Document passage
Nuanda commented 8 years ago

@teatree1212 Re. your previous comment - that column (replicate_score_reading) was removed in #123 (it was all '1' anyway). Now - we can reintroduce it, but perhaps we should do that on the PSU level? Then, it will be submitted as an additional column in the scoring csv file in the 3rd step of the submission.

Also:

  1. This is some kind of misunderstanding. In the OP you have mentioned "units", as a compulsory field. I tried to clarify what you meant - and I assume, you meant the the "Units of measurements" dual selection/free text box, inside the new Trait Descriptor form, during the 2nd (not the 3rd) step of the submission (the selector is for using units already present in BIP, the free text is for introducing new units). I never suggested an additional trait scoring column for units and I agree the units should be kept in the TraitDescriptor table, as it is now.
  2. Ok, so it seems we have concluded, that we are going to keep the replicate information either inside the PSU record, or inside the (optional) DesignFactor record related to the PSU, and not inside individual TraitScores related to the PSU (of which there may be many). Should this replicate column be of an integer type? And should it be made compulsory for 'raw data' submissions and should not be required (or even present) for mean data submissions?
  3. I leave it to you and to @nowakowski to sort that one out ;), but regarding your question in the last paragraph - no, PSU are not individual scores, TraitScores are. A PSU may have 0 or more TraitScores. I always assumed a PSU is an individual plant, for raw data, or could perhaps represent a set of plants, for average/mean data. And yes - PSUs are related to PlantAccessions. So, if you want to traverse from a TraitScore to the related PlantLine (if present), you do that through PSU -> PlantAccession. But that actually makes sense, doesn't it - if a PSU represents an actual plant, it should be (optionally) related to a PlantLine/PlantVariety in the data, right?
  4. So I guess this also kind of replies to the concern raised by @nowakowski in the last comment - since an individual PlantTrial/Submission is exclusively about raw data, or about mean data, we may have the three-way exclusive 'state of data' switch on the PlantTrial level, not on the PSU level. 1., 5., 8. Waiting for further comments from the experimentalists.
nowakowski commented 8 years ago

Regarding 5: Relating PSU to both PlantLine and PlantVariety is somewhat suspect from the data integrity PoV, but I can add the necessary validations to ensure that no ambiguities arise. @teatree1212 - do you mean that a PSU must always be related to either a PlantLine or a PlantVariety and that it can never be related to both at the same time?

Data entries

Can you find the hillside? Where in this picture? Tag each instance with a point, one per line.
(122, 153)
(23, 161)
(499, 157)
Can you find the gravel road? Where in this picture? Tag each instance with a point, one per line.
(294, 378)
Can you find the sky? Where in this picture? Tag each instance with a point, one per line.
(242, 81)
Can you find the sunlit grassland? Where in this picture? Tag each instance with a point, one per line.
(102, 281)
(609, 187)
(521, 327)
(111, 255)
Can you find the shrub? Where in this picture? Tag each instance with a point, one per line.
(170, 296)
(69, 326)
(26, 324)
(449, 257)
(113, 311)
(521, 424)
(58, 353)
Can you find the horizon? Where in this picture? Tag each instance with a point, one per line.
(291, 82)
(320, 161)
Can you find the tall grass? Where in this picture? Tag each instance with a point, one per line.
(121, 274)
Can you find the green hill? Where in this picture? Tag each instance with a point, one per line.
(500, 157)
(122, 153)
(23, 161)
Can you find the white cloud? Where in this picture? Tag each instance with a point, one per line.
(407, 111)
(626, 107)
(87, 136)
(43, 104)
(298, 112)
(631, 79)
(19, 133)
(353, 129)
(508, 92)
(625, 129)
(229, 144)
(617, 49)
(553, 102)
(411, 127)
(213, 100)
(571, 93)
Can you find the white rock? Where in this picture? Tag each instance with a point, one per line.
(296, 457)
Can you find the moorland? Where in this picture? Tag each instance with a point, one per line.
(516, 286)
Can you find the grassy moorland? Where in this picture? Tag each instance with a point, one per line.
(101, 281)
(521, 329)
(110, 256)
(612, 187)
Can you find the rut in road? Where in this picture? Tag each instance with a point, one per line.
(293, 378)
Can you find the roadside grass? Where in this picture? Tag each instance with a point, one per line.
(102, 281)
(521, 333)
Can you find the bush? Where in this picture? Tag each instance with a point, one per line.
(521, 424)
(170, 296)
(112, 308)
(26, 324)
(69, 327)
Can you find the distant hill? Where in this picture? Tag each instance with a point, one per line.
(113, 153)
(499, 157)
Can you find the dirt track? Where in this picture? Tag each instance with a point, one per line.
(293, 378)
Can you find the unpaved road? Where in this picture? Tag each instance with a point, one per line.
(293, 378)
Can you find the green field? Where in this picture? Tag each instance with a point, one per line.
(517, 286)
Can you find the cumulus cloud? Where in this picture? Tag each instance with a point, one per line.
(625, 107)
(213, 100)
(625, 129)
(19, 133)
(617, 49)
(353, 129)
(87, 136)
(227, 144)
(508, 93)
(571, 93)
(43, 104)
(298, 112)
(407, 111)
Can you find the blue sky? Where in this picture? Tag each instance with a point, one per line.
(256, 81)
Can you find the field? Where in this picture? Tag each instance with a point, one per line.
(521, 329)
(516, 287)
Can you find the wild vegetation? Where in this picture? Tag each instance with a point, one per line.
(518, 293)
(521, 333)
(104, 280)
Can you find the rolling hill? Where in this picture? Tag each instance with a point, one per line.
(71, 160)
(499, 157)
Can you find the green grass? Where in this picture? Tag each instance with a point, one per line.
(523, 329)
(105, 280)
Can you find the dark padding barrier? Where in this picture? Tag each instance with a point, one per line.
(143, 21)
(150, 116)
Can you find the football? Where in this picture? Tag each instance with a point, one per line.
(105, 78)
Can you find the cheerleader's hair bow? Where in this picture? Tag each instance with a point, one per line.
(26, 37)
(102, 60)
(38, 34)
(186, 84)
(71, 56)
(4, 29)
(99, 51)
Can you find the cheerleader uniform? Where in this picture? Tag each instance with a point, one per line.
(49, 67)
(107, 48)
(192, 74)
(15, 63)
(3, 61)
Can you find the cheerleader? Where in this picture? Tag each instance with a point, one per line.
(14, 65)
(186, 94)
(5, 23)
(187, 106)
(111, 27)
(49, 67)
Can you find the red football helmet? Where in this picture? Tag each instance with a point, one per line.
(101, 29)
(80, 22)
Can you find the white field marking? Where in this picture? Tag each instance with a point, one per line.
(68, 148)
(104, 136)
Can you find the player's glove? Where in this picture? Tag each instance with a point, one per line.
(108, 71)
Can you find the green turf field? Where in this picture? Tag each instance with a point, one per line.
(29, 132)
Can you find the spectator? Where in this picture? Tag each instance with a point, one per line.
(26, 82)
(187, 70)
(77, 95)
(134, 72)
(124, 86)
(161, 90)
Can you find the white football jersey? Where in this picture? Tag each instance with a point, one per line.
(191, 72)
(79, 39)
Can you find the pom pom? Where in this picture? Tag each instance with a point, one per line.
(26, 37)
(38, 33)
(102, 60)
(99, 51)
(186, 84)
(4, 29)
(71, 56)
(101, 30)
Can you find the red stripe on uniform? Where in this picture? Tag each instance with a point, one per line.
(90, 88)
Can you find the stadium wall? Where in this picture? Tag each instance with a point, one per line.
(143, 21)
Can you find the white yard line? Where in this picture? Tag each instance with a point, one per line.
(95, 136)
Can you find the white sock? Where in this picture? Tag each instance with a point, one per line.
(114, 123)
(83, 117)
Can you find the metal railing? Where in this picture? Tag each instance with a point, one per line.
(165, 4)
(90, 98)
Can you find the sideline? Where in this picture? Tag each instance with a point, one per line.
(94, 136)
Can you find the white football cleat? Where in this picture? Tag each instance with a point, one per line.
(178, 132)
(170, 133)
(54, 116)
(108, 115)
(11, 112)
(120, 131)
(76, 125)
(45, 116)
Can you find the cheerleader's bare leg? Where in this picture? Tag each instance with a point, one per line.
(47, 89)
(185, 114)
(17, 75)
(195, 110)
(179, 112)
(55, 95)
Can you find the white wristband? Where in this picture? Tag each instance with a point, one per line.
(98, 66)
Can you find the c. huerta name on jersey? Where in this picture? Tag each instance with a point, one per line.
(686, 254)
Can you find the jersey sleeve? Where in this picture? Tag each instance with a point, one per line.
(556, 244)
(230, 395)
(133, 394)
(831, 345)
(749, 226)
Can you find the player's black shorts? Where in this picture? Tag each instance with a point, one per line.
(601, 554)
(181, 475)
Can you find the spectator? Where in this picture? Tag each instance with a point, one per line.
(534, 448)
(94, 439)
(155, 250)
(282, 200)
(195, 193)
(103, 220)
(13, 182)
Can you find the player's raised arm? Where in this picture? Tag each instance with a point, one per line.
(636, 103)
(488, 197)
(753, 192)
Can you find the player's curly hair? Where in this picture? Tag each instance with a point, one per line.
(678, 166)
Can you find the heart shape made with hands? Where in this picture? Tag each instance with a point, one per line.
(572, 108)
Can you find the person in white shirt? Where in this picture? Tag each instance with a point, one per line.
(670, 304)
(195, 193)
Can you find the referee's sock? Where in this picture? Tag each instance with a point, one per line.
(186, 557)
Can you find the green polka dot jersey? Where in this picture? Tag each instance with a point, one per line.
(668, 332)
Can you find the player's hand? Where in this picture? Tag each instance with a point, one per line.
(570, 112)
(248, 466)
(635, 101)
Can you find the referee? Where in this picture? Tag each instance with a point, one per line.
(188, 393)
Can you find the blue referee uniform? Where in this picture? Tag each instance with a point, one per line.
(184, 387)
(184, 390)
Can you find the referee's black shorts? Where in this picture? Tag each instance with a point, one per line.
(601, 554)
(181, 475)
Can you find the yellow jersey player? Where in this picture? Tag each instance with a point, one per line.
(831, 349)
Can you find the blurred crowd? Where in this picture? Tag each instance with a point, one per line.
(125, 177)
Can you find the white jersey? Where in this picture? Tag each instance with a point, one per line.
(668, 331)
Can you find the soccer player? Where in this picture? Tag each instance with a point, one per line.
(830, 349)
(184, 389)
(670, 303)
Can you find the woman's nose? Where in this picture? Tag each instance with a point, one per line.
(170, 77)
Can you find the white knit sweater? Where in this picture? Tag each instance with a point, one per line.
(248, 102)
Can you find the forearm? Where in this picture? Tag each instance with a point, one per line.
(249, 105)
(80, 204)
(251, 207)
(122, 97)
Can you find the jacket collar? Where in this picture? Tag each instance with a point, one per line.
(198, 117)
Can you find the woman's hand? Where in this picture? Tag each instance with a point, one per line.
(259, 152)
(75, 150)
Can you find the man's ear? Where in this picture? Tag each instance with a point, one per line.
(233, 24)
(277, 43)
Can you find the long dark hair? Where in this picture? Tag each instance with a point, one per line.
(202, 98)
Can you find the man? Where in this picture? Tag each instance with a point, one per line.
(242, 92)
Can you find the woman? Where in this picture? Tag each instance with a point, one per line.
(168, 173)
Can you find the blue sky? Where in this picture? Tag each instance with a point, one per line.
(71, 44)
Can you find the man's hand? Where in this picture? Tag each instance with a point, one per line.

To be done
• a. In the forum discussion, how many TraitScores may a PSU have?
• b. Extract the part of the forum discussion that runs from "4. So I guess" to "the same time?".
The records have no connection to the forum discussion.

Task-by-task outputs
• a. A PSU may have 0 or more TraitScores.

• b.
4. So I guess this also kind of replies to the concern raised by @nowakowski in the last comment - since an individual PlantTrial/Submission is exclusively about raw data, or about mean data, we may have the three-way exclusive 'state of data' switch on the PlantTrial level, not on the PSU level. 1., 5., 8. Waiting for further comments from the experimentalists.
nowakowski commented 8 years ago

Regarding 5: Relating PSU to both PlantLine and PlantVariety is somewhat suspect from the data integrity PoV, but I can add the necessary validations to ensure that no ambiguities arise. @teatree1212 - do you mean that a PSU must always be related to either a PlantLine or a PlantVariety and that it can never be related to both at the same time?